(Point annotation entries)

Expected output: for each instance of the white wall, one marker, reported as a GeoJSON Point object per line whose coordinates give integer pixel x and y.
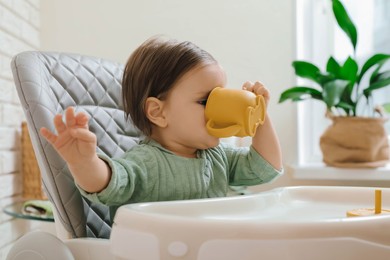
{"type": "Point", "coordinates": [19, 31]}
{"type": "Point", "coordinates": [252, 39]}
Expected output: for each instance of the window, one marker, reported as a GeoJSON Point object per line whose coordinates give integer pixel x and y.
{"type": "Point", "coordinates": [318, 37]}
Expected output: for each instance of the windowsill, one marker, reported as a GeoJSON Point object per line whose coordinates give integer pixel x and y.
{"type": "Point", "coordinates": [319, 171]}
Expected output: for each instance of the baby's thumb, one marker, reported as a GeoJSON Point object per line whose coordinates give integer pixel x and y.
{"type": "Point", "coordinates": [49, 136]}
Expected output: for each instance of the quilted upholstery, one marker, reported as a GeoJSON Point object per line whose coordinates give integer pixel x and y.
{"type": "Point", "coordinates": [47, 83]}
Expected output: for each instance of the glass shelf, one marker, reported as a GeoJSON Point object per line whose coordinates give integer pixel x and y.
{"type": "Point", "coordinates": [16, 210]}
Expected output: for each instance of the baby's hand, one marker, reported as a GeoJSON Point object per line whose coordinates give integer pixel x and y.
{"type": "Point", "coordinates": [74, 142]}
{"type": "Point", "coordinates": [258, 88]}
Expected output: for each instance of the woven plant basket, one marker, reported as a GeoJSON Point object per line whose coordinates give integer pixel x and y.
{"type": "Point", "coordinates": [32, 184]}
{"type": "Point", "coordinates": [355, 142]}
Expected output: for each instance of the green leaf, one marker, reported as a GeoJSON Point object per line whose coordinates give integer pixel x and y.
{"type": "Point", "coordinates": [299, 93]}
{"type": "Point", "coordinates": [375, 59]}
{"type": "Point", "coordinates": [307, 70]}
{"type": "Point", "coordinates": [333, 67]}
{"type": "Point", "coordinates": [376, 76]}
{"type": "Point", "coordinates": [349, 70]}
{"type": "Point", "coordinates": [386, 107]}
{"type": "Point", "coordinates": [377, 85]}
{"type": "Point", "coordinates": [345, 106]}
{"type": "Point", "coordinates": [345, 22]}
{"type": "Point", "coordinates": [333, 91]}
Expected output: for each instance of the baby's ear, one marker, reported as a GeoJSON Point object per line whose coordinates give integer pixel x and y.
{"type": "Point", "coordinates": [154, 111]}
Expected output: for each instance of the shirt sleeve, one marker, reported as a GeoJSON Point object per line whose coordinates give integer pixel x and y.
{"type": "Point", "coordinates": [248, 167]}
{"type": "Point", "coordinates": [129, 181]}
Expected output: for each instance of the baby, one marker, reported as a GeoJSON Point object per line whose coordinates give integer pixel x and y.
{"type": "Point", "coordinates": [165, 88]}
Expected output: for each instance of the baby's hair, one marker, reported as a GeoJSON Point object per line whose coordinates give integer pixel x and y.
{"type": "Point", "coordinates": [152, 70]}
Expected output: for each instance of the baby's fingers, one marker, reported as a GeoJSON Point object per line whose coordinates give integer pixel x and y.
{"type": "Point", "coordinates": [59, 124]}
{"type": "Point", "coordinates": [70, 117]}
{"type": "Point", "coordinates": [48, 135]}
{"type": "Point", "coordinates": [83, 135]}
{"type": "Point", "coordinates": [82, 120]}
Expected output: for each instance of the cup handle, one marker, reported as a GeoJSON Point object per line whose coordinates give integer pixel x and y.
{"type": "Point", "coordinates": [222, 132]}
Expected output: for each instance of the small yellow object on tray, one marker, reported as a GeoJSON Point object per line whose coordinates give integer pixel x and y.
{"type": "Point", "coordinates": [370, 212]}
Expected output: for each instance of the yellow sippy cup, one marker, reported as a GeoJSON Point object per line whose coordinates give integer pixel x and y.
{"type": "Point", "coordinates": [234, 112]}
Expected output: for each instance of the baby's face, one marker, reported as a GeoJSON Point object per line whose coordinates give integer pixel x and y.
{"type": "Point", "coordinates": [185, 107]}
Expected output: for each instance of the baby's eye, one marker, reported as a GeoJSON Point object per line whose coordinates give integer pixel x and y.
{"type": "Point", "coordinates": [203, 102]}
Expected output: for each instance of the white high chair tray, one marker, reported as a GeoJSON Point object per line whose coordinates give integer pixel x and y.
{"type": "Point", "coordinates": [284, 223]}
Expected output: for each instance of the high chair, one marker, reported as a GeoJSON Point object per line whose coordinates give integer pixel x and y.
{"type": "Point", "coordinates": [49, 82]}
{"type": "Point", "coordinates": [284, 223]}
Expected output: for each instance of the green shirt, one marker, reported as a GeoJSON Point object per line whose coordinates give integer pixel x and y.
{"type": "Point", "coordinates": [148, 172]}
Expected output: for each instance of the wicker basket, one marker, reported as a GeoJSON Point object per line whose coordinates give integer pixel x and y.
{"type": "Point", "coordinates": [32, 184]}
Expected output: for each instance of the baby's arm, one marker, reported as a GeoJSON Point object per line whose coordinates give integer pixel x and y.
{"type": "Point", "coordinates": [265, 141]}
{"type": "Point", "coordinates": [77, 146]}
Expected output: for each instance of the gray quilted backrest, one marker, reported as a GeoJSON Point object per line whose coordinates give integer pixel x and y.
{"type": "Point", "coordinates": [48, 83]}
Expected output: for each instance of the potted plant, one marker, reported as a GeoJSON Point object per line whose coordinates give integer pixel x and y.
{"type": "Point", "coordinates": [355, 138]}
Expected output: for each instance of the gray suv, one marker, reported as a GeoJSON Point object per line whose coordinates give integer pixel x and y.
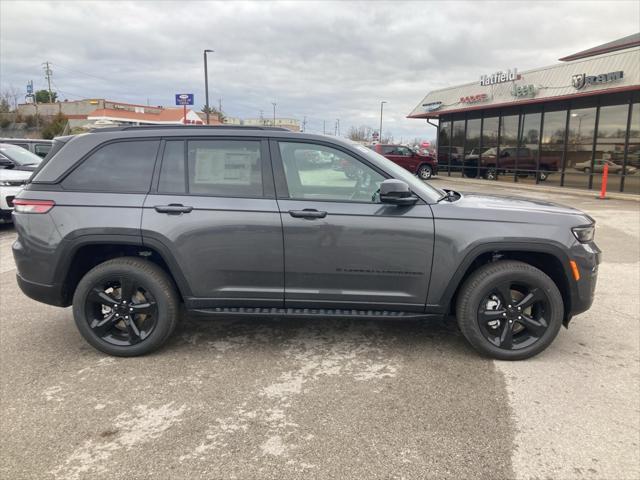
{"type": "Point", "coordinates": [132, 224]}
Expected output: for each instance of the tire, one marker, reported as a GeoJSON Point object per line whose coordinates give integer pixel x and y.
{"type": "Point", "coordinates": [491, 173]}
{"type": "Point", "coordinates": [153, 295]}
{"type": "Point", "coordinates": [425, 172]}
{"type": "Point", "coordinates": [544, 317]}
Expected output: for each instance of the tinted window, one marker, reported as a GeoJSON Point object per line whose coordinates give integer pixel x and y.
{"type": "Point", "coordinates": [172, 178]}
{"type": "Point", "coordinates": [42, 149]}
{"type": "Point", "coordinates": [116, 167]}
{"type": "Point", "coordinates": [225, 168]}
{"type": "Point", "coordinates": [333, 176]}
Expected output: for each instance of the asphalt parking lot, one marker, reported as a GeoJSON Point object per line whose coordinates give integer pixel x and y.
{"type": "Point", "coordinates": [261, 399]}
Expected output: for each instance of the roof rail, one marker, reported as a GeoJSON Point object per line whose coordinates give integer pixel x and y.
{"type": "Point", "coordinates": [173, 127]}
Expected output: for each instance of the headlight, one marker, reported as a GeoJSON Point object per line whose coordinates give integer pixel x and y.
{"type": "Point", "coordinates": [584, 234]}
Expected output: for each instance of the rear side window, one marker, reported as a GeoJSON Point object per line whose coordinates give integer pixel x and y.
{"type": "Point", "coordinates": [225, 168]}
{"type": "Point", "coordinates": [172, 177]}
{"type": "Point", "coordinates": [116, 167]}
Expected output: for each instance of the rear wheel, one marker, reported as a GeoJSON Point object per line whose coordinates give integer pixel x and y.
{"type": "Point", "coordinates": [126, 307]}
{"type": "Point", "coordinates": [425, 172]}
{"type": "Point", "coordinates": [509, 310]}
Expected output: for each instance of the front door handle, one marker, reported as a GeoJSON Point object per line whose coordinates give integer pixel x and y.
{"type": "Point", "coordinates": [307, 213]}
{"type": "Point", "coordinates": [173, 209]}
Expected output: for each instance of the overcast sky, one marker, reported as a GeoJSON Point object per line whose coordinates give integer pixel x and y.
{"type": "Point", "coordinates": [322, 60]}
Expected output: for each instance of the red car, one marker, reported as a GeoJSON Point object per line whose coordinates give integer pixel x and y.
{"type": "Point", "coordinates": [422, 165]}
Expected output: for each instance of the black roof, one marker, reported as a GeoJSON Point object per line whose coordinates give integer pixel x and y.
{"type": "Point", "coordinates": [127, 128]}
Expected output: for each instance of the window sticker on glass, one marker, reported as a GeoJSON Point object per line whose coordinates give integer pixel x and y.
{"type": "Point", "coordinates": [219, 166]}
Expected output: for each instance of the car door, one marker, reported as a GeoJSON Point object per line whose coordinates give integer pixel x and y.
{"type": "Point", "coordinates": [214, 214]}
{"type": "Point", "coordinates": [343, 248]}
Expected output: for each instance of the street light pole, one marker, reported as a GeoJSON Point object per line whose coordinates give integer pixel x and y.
{"type": "Point", "coordinates": [206, 84]}
{"type": "Point", "coordinates": [380, 131]}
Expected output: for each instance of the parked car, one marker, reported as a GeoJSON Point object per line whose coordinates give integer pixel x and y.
{"type": "Point", "coordinates": [422, 165]}
{"type": "Point", "coordinates": [132, 224]}
{"type": "Point", "coordinates": [521, 159]}
{"type": "Point", "coordinates": [598, 167]}
{"type": "Point", "coordinates": [40, 147]}
{"type": "Point", "coordinates": [17, 158]}
{"type": "Point", "coordinates": [11, 182]}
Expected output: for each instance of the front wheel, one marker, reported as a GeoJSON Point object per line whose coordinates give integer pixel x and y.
{"type": "Point", "coordinates": [126, 307]}
{"type": "Point", "coordinates": [425, 172]}
{"type": "Point", "coordinates": [509, 310]}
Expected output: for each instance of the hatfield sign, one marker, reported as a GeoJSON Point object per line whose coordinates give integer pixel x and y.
{"type": "Point", "coordinates": [583, 80]}
{"type": "Point", "coordinates": [500, 77]}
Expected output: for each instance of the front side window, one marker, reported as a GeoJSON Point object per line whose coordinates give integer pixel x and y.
{"type": "Point", "coordinates": [225, 168]}
{"type": "Point", "coordinates": [339, 177]}
{"type": "Point", "coordinates": [116, 167]}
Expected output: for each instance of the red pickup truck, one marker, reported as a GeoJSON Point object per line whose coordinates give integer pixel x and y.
{"type": "Point", "coordinates": [422, 165]}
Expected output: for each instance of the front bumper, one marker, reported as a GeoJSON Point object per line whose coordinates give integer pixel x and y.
{"type": "Point", "coordinates": [49, 294]}
{"type": "Point", "coordinates": [587, 257]}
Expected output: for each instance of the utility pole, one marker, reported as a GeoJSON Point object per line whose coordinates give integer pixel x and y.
{"type": "Point", "coordinates": [206, 84]}
{"type": "Point", "coordinates": [47, 74]}
{"type": "Point", "coordinates": [380, 131]}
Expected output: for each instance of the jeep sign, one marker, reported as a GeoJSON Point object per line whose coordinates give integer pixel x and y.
{"type": "Point", "coordinates": [583, 80]}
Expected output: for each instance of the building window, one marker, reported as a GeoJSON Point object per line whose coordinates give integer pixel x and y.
{"type": "Point", "coordinates": [552, 145]}
{"type": "Point", "coordinates": [632, 178]}
{"type": "Point", "coordinates": [578, 167]}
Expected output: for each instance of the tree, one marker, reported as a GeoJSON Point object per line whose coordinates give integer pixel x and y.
{"type": "Point", "coordinates": [42, 96]}
{"type": "Point", "coordinates": [214, 111]}
{"type": "Point", "coordinates": [360, 134]}
{"type": "Point", "coordinates": [55, 127]}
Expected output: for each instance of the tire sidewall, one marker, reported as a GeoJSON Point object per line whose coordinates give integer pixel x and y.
{"type": "Point", "coordinates": [427, 169]}
{"type": "Point", "coordinates": [165, 322]}
{"type": "Point", "coordinates": [481, 284]}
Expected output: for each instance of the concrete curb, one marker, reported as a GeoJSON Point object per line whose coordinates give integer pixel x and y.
{"type": "Point", "coordinates": [540, 187]}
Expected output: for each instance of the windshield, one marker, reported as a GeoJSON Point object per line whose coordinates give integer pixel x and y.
{"type": "Point", "coordinates": [20, 155]}
{"type": "Point", "coordinates": [417, 185]}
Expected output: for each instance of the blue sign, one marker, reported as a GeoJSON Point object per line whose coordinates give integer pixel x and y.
{"type": "Point", "coordinates": [184, 98]}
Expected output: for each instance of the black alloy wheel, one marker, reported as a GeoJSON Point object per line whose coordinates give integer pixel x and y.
{"type": "Point", "coordinates": [509, 310]}
{"type": "Point", "coordinates": [121, 312]}
{"type": "Point", "coordinates": [126, 306]}
{"type": "Point", "coordinates": [512, 315]}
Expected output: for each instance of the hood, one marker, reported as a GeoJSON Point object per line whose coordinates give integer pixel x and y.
{"type": "Point", "coordinates": [13, 174]}
{"type": "Point", "coordinates": [515, 203]}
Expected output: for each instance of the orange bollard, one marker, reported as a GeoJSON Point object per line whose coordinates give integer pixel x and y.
{"type": "Point", "coordinates": [605, 176]}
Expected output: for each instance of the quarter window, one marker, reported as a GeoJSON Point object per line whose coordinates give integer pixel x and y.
{"type": "Point", "coordinates": [116, 167]}
{"type": "Point", "coordinates": [172, 178]}
{"type": "Point", "coordinates": [316, 172]}
{"type": "Point", "coordinates": [225, 168]}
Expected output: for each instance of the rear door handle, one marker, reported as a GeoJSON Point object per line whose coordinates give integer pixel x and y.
{"type": "Point", "coordinates": [173, 209]}
{"type": "Point", "coordinates": [307, 213]}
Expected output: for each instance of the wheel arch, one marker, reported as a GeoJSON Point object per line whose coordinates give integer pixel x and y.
{"type": "Point", "coordinates": [549, 258]}
{"type": "Point", "coordinates": [88, 251]}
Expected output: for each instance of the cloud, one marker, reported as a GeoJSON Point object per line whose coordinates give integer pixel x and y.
{"type": "Point", "coordinates": [322, 60]}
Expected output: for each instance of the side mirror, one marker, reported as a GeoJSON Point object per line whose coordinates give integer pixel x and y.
{"type": "Point", "coordinates": [6, 163]}
{"type": "Point", "coordinates": [396, 192]}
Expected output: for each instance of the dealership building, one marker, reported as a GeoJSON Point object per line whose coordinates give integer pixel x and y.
{"type": "Point", "coordinates": [559, 124]}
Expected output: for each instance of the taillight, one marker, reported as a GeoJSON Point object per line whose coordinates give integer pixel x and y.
{"type": "Point", "coordinates": [24, 205]}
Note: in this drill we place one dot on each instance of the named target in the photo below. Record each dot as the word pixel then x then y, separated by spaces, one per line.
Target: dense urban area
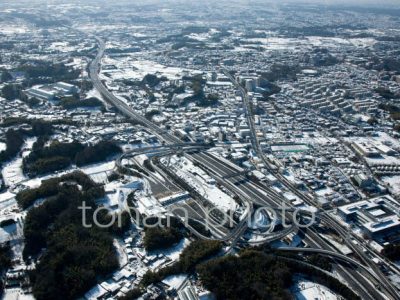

> [Exercise description] List every line of the entries that contains the word "shirt", copying each such line in full.

> [Full response]
Expected output: for each instance of the shirt sleeve, one marker, reported as a GeoJSON Point object per line whose coordinates give integer pixel x and y.
Expected output: for each instance of the green shirt, one marker, reported as a GeoJSON Point object per line whose coordinates give integer pixel x and y.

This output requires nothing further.